Records of pointing at named objects:

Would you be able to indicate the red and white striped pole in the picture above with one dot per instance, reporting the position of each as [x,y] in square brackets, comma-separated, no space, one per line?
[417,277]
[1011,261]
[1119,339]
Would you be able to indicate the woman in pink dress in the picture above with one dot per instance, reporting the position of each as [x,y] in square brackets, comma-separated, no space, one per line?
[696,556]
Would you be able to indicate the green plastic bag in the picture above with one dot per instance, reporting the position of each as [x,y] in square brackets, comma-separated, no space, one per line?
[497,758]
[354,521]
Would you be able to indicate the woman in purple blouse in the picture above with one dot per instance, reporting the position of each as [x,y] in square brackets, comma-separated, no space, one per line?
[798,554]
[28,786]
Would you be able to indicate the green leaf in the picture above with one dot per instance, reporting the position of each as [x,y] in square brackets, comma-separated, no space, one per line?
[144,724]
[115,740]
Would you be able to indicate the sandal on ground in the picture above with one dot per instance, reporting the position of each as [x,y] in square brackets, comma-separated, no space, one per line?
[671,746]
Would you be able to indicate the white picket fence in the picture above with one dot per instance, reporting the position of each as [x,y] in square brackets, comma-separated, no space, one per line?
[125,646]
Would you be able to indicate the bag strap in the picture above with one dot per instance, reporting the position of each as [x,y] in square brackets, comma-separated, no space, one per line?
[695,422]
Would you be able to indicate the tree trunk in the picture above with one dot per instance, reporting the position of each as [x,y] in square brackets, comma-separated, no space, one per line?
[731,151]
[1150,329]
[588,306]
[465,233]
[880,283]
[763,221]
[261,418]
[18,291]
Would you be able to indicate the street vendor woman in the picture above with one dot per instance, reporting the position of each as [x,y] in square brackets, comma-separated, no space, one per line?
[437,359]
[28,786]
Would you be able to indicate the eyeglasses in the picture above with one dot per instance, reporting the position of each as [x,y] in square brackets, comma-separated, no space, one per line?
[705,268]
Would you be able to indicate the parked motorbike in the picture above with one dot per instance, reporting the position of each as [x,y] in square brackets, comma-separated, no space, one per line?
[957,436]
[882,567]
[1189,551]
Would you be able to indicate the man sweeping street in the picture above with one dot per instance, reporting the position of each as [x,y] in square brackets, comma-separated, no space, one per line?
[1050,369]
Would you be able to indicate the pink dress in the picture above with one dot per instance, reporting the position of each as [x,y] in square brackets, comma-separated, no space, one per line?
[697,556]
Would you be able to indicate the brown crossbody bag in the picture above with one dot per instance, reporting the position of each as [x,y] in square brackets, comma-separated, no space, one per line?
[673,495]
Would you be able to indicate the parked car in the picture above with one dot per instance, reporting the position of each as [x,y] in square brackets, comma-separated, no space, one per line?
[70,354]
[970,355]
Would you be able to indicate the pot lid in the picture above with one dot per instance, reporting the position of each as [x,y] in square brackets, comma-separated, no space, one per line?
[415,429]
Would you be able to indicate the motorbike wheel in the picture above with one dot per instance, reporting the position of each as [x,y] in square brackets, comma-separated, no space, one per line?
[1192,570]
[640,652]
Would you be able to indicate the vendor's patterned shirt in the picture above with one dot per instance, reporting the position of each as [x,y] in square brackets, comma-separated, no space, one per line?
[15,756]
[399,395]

==

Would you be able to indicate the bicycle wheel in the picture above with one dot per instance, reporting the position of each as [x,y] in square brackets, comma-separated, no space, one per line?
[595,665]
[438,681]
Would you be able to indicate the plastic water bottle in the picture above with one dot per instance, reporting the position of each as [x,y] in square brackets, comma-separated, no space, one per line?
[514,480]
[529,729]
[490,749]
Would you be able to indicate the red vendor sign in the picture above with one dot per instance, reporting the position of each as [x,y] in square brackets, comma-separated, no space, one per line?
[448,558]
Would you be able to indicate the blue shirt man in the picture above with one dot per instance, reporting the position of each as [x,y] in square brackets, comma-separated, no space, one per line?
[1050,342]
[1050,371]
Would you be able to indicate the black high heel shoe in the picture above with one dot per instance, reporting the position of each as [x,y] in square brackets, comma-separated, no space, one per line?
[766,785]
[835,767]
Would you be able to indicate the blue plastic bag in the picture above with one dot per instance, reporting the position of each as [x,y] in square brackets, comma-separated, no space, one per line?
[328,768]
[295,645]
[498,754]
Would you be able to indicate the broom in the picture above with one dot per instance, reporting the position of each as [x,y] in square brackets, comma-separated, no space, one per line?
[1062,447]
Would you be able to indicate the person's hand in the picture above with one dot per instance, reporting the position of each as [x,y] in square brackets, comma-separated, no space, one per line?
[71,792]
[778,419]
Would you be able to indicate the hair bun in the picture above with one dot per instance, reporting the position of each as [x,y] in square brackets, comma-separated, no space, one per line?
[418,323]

● Exercise prompt
Count the lines in the records above that contain the word "sweeping", matching case exactly, and give only the number.

● Task output
1